# [Stated goal]
Return every line in the rows below that contains the string "floor".

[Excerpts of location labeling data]
.....

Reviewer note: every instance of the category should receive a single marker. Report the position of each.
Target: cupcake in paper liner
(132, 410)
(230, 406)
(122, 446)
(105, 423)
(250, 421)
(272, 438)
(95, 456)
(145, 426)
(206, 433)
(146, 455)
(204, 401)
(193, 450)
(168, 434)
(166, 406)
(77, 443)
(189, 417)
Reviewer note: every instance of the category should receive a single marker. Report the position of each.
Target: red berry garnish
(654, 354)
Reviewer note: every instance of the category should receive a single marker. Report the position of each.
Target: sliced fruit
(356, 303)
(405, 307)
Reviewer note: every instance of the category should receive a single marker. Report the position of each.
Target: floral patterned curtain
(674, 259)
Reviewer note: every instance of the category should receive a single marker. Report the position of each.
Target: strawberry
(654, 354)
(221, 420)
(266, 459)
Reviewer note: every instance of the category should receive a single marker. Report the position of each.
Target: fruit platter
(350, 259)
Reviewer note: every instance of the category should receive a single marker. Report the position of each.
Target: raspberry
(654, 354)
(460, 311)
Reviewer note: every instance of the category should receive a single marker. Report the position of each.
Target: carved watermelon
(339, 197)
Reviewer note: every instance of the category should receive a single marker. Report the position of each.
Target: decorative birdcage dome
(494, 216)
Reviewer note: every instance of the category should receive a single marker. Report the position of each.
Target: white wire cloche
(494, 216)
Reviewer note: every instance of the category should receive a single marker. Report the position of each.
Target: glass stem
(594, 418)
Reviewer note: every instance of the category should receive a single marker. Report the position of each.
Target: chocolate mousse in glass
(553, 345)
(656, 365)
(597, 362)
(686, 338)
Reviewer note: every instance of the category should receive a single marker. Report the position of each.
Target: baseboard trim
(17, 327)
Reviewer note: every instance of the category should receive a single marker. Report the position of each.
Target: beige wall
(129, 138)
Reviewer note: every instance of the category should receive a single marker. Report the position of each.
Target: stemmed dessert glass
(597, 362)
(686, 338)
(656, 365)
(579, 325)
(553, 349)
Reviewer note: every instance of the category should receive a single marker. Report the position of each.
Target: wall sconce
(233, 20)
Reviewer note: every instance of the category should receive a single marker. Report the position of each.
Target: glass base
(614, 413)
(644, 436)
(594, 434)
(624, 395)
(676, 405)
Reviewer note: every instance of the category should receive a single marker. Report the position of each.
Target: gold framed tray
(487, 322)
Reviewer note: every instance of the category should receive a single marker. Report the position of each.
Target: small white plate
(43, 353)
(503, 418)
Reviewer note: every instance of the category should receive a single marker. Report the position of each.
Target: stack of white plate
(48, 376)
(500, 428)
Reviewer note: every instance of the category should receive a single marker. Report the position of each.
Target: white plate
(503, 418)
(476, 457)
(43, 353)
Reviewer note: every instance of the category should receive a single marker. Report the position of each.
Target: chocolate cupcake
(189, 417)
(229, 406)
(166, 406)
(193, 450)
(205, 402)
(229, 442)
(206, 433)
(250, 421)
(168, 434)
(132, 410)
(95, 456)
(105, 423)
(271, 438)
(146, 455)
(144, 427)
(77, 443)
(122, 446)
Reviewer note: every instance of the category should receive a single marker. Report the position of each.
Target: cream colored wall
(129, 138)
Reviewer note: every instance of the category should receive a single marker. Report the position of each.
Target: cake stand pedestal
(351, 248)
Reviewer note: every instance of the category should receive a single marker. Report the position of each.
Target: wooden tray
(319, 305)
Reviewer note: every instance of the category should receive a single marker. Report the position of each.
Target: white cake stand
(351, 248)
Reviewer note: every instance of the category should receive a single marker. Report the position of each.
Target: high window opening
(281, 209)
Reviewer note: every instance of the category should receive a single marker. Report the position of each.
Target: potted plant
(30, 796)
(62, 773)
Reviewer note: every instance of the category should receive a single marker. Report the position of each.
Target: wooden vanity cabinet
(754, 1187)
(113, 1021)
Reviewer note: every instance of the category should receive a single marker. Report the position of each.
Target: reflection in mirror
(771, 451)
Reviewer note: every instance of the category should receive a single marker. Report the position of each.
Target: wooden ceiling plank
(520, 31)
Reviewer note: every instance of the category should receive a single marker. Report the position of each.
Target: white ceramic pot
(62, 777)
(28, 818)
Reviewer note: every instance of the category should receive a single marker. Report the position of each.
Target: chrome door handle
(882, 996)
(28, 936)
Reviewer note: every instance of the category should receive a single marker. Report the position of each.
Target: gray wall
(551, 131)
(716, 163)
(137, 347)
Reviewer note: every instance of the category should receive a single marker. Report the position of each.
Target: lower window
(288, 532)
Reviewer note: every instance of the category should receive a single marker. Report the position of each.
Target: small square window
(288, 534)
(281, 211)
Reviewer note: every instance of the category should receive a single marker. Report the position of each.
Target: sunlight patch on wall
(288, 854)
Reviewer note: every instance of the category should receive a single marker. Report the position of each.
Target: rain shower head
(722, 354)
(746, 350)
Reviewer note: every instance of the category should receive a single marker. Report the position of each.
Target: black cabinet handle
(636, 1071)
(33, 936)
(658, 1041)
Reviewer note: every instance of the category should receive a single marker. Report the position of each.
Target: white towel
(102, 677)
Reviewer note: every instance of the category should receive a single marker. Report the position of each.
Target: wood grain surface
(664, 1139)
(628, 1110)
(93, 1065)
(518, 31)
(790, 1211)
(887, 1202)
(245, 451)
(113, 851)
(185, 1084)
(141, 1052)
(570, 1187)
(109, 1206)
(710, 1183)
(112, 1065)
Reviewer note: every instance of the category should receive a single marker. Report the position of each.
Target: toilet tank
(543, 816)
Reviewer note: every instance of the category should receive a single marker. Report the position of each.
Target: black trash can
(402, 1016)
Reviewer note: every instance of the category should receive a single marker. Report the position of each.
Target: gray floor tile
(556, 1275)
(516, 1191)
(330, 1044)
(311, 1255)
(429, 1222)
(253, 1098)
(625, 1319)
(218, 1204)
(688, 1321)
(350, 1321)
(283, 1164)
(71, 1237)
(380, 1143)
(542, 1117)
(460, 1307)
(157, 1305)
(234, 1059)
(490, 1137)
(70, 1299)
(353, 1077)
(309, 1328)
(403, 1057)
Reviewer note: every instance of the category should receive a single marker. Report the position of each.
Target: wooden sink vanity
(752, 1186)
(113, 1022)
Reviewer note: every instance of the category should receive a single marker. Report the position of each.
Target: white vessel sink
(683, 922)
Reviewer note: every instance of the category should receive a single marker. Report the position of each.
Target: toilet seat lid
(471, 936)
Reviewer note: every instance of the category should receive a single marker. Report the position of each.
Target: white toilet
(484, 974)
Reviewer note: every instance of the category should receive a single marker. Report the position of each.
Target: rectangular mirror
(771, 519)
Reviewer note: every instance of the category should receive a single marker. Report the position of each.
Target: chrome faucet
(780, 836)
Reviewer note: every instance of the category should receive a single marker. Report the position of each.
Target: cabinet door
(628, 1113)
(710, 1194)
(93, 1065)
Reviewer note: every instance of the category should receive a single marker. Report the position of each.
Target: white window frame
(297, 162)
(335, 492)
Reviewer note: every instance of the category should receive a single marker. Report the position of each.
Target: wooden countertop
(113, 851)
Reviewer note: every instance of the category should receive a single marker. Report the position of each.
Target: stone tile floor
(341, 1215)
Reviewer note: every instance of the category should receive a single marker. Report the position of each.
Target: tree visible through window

.....

# [Written answer]
Target: gray floor tile
Target: stone tile floor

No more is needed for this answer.